### PROBLEM DESCRIPTION
Render the lines below as a JSON list of strings, one string per line, skipping blank lines and omitting any picture.
========
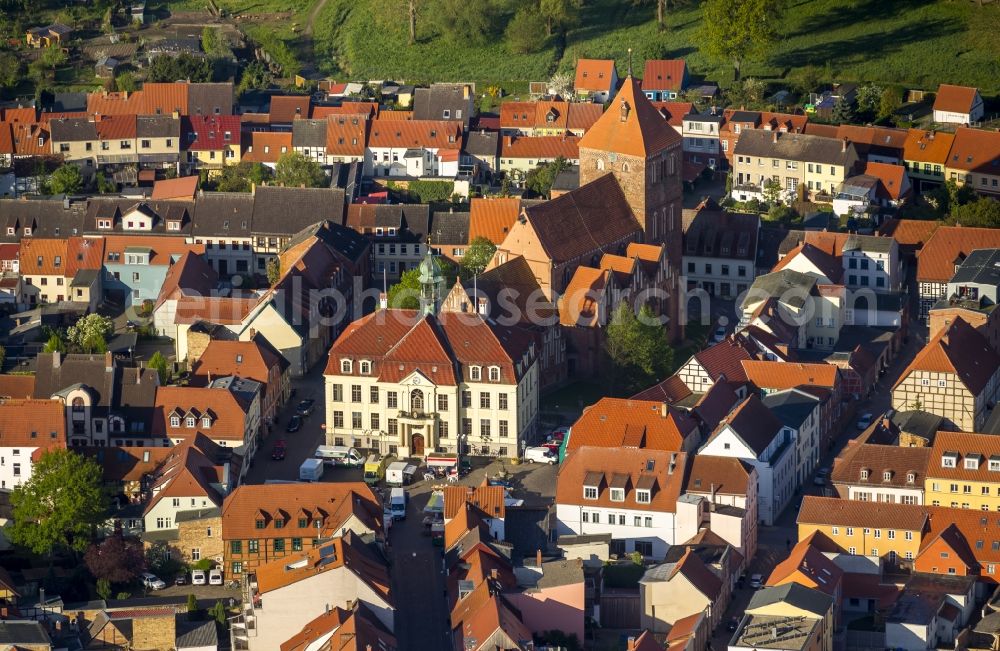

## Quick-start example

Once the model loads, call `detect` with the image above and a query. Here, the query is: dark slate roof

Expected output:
[763,389,819,430]
[747,583,833,616]
[192,192,254,237]
[292,120,326,149]
[188,81,233,115]
[951,249,1000,287]
[175,617,219,649]
[135,115,181,139]
[0,620,52,648]
[430,212,469,245]
[733,129,858,165]
[463,131,500,158]
[252,185,344,235]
========
### SOLUTION TO THE PROBLEM
[
  "## Quick-start example",
  "Once the model loads, call `detect` with the image above and a query. Here, the query is: dark slate roof",
  "Expected output:",
  "[763,389,819,430]",
  "[747,583,833,616]",
  "[192,192,254,237]",
  "[292,120,326,149]",
  "[188,81,233,115]",
  "[951,249,1000,287]",
  "[175,617,219,649]",
  "[135,115,181,139]",
  "[0,620,52,648]",
  "[430,212,469,245]",
  "[733,129,858,165]",
  "[463,131,500,158]",
  "[252,185,344,235]"
]